Exercise description:
Each entry below must be repeated exactly, with pictures left out.

Data for review:

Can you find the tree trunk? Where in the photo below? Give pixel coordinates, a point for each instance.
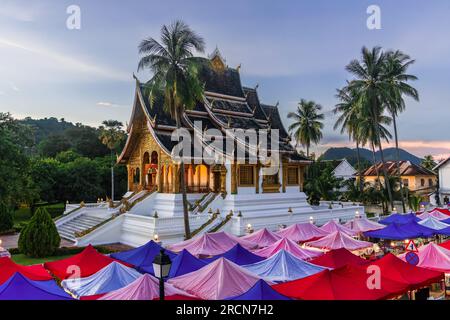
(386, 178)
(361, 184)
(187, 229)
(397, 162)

Written solution:
Can you find the tree trunk? Where in the photo below? Give pixel coordinates, a point for each instance.
(386, 178)
(361, 184)
(187, 229)
(397, 162)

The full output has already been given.